• [Exercise instructions]:
Count the lines of the data below that contain the string "after", treating uppercase and lowercase letters as different, and give only that number.

**** The input ****

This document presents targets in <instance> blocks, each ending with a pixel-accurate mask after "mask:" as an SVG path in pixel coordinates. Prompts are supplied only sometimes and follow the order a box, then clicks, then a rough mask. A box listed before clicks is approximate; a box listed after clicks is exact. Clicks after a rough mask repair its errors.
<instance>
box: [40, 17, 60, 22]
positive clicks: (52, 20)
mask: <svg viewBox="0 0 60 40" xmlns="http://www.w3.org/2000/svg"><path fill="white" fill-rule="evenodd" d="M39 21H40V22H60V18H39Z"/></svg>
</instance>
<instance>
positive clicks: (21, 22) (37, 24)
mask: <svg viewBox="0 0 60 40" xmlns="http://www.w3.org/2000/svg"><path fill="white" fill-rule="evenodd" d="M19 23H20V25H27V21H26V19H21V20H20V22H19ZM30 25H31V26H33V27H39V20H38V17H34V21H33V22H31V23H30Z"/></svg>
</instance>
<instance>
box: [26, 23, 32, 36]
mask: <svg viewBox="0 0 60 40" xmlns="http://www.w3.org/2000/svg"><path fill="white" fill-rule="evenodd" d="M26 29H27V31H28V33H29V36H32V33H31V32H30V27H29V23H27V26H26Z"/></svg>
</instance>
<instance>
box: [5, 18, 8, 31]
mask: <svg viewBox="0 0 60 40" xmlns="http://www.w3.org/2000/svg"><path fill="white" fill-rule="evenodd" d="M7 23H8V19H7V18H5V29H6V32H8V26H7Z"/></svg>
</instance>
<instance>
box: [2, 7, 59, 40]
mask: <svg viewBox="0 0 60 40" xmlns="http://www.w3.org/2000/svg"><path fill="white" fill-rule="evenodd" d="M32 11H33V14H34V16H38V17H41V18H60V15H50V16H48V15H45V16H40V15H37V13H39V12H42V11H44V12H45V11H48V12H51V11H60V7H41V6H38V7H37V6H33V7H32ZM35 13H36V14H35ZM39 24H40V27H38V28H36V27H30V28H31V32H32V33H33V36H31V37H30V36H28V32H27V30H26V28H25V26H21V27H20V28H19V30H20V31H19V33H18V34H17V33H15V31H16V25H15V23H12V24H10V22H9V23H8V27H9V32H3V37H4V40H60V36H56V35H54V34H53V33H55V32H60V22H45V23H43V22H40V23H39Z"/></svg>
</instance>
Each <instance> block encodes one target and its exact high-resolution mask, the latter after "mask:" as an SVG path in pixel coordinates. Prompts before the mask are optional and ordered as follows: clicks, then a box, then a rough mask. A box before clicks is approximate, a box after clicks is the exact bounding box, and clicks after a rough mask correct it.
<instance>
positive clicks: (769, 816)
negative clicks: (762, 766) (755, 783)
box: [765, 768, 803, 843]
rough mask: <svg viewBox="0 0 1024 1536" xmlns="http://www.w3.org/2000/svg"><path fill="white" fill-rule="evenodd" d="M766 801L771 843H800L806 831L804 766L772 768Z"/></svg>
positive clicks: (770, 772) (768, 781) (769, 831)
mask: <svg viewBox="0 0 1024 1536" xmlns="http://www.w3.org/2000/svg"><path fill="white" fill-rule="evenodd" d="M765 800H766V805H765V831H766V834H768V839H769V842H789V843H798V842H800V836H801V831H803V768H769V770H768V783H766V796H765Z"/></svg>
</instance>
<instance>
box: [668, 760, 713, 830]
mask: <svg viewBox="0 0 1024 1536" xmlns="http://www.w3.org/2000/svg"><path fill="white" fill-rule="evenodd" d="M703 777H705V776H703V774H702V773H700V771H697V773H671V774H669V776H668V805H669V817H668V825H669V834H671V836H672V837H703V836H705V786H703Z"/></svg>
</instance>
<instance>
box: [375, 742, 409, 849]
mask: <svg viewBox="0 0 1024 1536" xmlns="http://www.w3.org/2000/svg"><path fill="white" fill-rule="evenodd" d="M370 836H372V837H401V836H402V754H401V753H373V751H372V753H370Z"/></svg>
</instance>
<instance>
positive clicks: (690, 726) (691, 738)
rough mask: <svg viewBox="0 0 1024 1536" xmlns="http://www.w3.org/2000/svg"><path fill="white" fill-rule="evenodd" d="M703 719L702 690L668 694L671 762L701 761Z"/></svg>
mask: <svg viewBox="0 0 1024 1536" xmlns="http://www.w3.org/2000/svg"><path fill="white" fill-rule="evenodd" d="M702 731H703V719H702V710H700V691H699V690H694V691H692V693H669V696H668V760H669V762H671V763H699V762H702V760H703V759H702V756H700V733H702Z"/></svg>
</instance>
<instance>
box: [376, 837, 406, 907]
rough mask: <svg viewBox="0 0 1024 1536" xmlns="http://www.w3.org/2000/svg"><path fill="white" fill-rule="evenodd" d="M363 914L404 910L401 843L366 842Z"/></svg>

****

• [Response box]:
2